(Stored dataset items)
>>>>>
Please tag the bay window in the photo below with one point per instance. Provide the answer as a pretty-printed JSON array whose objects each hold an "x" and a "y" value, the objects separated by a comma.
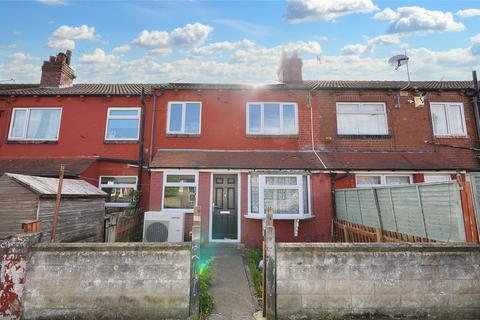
[
  {"x": 366, "y": 118},
  {"x": 287, "y": 195},
  {"x": 448, "y": 119},
  {"x": 272, "y": 118},
  {"x": 120, "y": 190},
  {"x": 180, "y": 191},
  {"x": 35, "y": 124}
]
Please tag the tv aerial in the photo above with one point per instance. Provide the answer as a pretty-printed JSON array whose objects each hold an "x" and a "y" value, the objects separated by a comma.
[{"x": 396, "y": 62}]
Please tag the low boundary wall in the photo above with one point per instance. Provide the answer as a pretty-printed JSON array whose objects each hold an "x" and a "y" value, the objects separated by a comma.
[{"x": 426, "y": 280}]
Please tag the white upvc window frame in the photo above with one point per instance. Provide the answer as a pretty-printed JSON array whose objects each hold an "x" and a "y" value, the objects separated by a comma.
[
  {"x": 129, "y": 117},
  {"x": 360, "y": 104},
  {"x": 25, "y": 125},
  {"x": 261, "y": 214},
  {"x": 184, "y": 116},
  {"x": 120, "y": 185},
  {"x": 383, "y": 179},
  {"x": 262, "y": 119},
  {"x": 179, "y": 184},
  {"x": 448, "y": 120}
]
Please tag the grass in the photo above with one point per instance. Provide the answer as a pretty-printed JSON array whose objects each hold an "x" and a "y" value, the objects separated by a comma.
[
  {"x": 205, "y": 275},
  {"x": 253, "y": 257}
]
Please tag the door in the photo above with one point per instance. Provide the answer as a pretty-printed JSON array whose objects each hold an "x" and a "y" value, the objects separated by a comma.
[{"x": 225, "y": 207}]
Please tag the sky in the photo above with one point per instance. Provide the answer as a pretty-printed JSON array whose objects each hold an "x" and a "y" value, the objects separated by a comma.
[{"x": 240, "y": 41}]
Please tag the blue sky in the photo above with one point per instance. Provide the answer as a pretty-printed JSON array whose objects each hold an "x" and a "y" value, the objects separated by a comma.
[{"x": 240, "y": 41}]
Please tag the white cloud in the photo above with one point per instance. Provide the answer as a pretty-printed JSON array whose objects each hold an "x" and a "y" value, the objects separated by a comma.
[
  {"x": 371, "y": 45},
  {"x": 328, "y": 10},
  {"x": 122, "y": 49},
  {"x": 190, "y": 35},
  {"x": 53, "y": 2},
  {"x": 152, "y": 39},
  {"x": 417, "y": 20},
  {"x": 65, "y": 36},
  {"x": 161, "y": 42},
  {"x": 468, "y": 13},
  {"x": 98, "y": 56}
]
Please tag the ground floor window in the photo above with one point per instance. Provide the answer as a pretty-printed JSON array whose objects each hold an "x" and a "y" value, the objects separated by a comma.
[
  {"x": 120, "y": 190},
  {"x": 371, "y": 180},
  {"x": 179, "y": 190},
  {"x": 286, "y": 194}
]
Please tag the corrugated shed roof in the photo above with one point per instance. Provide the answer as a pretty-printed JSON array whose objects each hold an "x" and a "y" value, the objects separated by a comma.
[
  {"x": 45, "y": 167},
  {"x": 48, "y": 186},
  {"x": 296, "y": 160},
  {"x": 92, "y": 89},
  {"x": 86, "y": 89}
]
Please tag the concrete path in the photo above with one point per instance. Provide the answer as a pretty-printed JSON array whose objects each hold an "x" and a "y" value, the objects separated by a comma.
[{"x": 230, "y": 289}]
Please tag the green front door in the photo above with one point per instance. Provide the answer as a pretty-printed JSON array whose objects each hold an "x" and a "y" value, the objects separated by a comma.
[{"x": 225, "y": 207}]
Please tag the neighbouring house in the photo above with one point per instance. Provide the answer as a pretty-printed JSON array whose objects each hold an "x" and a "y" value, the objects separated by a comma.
[
  {"x": 28, "y": 198},
  {"x": 236, "y": 150}
]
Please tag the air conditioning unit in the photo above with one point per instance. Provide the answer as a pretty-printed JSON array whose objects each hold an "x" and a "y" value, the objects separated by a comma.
[{"x": 163, "y": 226}]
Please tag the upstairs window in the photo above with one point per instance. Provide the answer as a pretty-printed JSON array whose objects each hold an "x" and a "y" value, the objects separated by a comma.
[
  {"x": 368, "y": 118},
  {"x": 272, "y": 118},
  {"x": 184, "y": 117},
  {"x": 123, "y": 124},
  {"x": 35, "y": 124},
  {"x": 448, "y": 119},
  {"x": 120, "y": 190}
]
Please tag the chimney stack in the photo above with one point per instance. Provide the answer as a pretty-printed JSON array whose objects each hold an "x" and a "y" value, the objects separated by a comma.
[
  {"x": 56, "y": 72},
  {"x": 290, "y": 69}
]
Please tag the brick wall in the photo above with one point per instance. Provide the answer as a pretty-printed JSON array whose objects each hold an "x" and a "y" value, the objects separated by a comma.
[
  {"x": 122, "y": 280},
  {"x": 440, "y": 281}
]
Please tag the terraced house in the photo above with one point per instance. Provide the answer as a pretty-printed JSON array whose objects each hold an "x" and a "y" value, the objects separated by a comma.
[{"x": 236, "y": 150}]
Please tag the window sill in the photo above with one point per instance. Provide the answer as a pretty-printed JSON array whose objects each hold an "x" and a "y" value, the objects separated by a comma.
[
  {"x": 280, "y": 216},
  {"x": 120, "y": 141},
  {"x": 273, "y": 136},
  {"x": 364, "y": 136},
  {"x": 32, "y": 141},
  {"x": 183, "y": 135}
]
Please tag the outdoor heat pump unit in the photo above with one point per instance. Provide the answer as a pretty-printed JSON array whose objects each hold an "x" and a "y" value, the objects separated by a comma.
[{"x": 163, "y": 226}]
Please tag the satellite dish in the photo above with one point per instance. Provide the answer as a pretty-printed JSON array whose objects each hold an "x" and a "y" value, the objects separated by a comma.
[{"x": 398, "y": 61}]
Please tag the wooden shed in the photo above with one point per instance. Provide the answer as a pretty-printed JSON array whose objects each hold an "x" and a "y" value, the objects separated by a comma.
[{"x": 25, "y": 198}]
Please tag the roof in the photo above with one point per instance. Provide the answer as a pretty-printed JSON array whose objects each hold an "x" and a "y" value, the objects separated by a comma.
[
  {"x": 46, "y": 167},
  {"x": 99, "y": 89},
  {"x": 86, "y": 89},
  {"x": 47, "y": 187},
  {"x": 303, "y": 160},
  {"x": 325, "y": 84}
]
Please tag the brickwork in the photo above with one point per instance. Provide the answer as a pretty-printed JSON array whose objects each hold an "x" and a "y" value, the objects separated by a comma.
[{"x": 416, "y": 280}]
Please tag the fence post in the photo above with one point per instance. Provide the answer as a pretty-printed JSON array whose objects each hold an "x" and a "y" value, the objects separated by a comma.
[
  {"x": 270, "y": 266},
  {"x": 420, "y": 204},
  {"x": 194, "y": 288},
  {"x": 379, "y": 230}
]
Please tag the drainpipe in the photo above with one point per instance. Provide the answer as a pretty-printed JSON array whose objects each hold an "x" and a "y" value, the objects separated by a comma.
[
  {"x": 152, "y": 133},
  {"x": 475, "y": 99},
  {"x": 142, "y": 141},
  {"x": 309, "y": 105}
]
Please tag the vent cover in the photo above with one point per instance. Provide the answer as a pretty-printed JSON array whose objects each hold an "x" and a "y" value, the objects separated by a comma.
[{"x": 157, "y": 232}]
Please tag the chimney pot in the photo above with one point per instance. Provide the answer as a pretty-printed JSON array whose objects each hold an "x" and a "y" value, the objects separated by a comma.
[
  {"x": 290, "y": 69},
  {"x": 56, "y": 72}
]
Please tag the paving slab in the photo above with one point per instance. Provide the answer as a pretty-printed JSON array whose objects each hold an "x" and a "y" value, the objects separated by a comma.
[{"x": 230, "y": 288}]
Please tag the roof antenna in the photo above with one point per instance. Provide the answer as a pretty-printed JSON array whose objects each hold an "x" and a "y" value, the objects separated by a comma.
[{"x": 396, "y": 62}]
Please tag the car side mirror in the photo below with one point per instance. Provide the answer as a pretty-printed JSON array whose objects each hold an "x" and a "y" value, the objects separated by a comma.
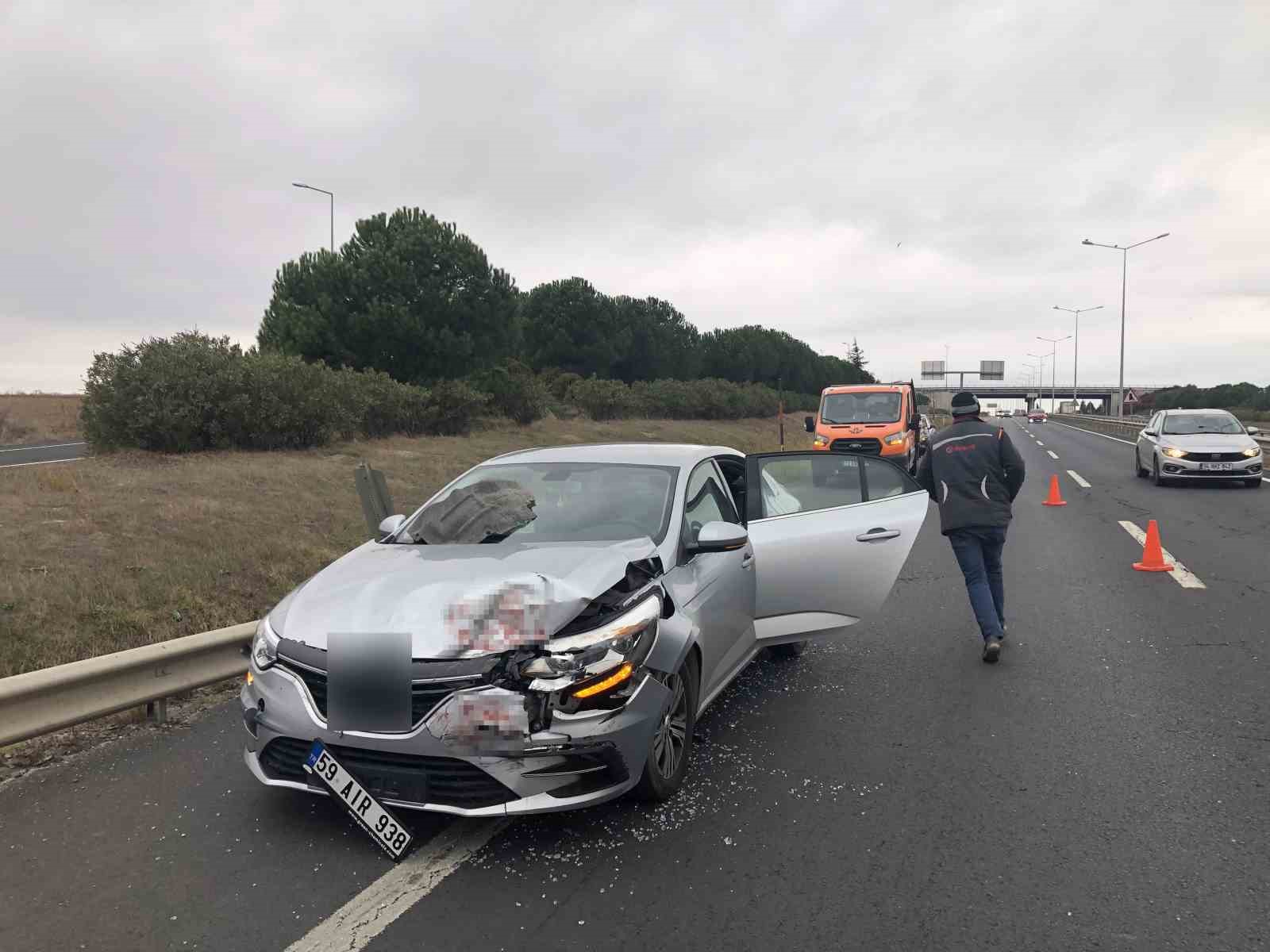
[
  {"x": 719, "y": 537},
  {"x": 391, "y": 524}
]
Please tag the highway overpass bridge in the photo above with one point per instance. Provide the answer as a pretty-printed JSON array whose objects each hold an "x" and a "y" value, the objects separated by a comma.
[{"x": 941, "y": 395}]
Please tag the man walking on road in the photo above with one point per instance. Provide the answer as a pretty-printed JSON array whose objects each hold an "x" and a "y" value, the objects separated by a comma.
[{"x": 975, "y": 473}]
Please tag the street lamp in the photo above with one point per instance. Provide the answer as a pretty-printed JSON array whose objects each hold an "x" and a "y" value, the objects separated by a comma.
[
  {"x": 1053, "y": 368},
  {"x": 1076, "y": 355},
  {"x": 1124, "y": 278},
  {"x": 313, "y": 188},
  {"x": 1041, "y": 376}
]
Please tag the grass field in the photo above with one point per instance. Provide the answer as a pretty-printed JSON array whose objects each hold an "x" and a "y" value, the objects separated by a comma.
[
  {"x": 124, "y": 550},
  {"x": 38, "y": 418}
]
<<<<<
▶ Work instruction: Please transcribe, word for word, every line from the one containing "Please tag the chimney pot" through the last line of the records, both included, and leave the pictures out.

▶ The completed task:
Please tag the chimney pot in the photo above with one point per instance. Provide the answer as a pretty-printed JSON array whose objects each hold an "x" and a "y" value, the objects separated by a comma.
[
  {"x": 290, "y": 69},
  {"x": 56, "y": 72}
]
Please tag the paving slab in the photo above with one point per instance. Provide the answer as a pretty-printed JSON array whose objects each hold an "x" and a "y" value, the objects separated by a comma.
[{"x": 230, "y": 288}]
Please tag the roof antenna in the photo above with one point per instance. Provide the answer as a pretty-printed JSON array whose objects each hold an "x" and a "y" value, the objects separated by a comma.
[{"x": 396, "y": 62}]
Please tag the car side mirror in the photo below with one point per instance. Provide the answer as a pretty-printed JSON array whose objects each hold an "x" and a "y" value, the objects separated by a comma.
[
  {"x": 719, "y": 537},
  {"x": 391, "y": 524}
]
Please tag the highway overpass bridge in the photo above with one point per instance. Provide the answer as a pretty-printed JSON array whose objects each hold an "x" and a "y" value, the objects separated by a comma.
[{"x": 941, "y": 395}]
Please tag the man walking on road in the photo above with one point per instance. Provide the answer as a pretty-printed JSON array whose objects each hold an "x" and a "y" value, the objects separated by a comma.
[{"x": 975, "y": 473}]
Please tag the street lamp in the photo above with one point per instance. Provide the answer as a pretty-printed JSON array whose objects each hold an "x" and a "y" value, the objects separated by a comma.
[
  {"x": 1053, "y": 368},
  {"x": 1076, "y": 355},
  {"x": 1124, "y": 278},
  {"x": 313, "y": 188},
  {"x": 1041, "y": 376}
]
Please tag the grass field in the photo above with one point per instance. Provide the answer as a pretty-printed JSON array whose objects each hold an "x" and a "y" value, the objects separated by a comma.
[
  {"x": 124, "y": 550},
  {"x": 38, "y": 418}
]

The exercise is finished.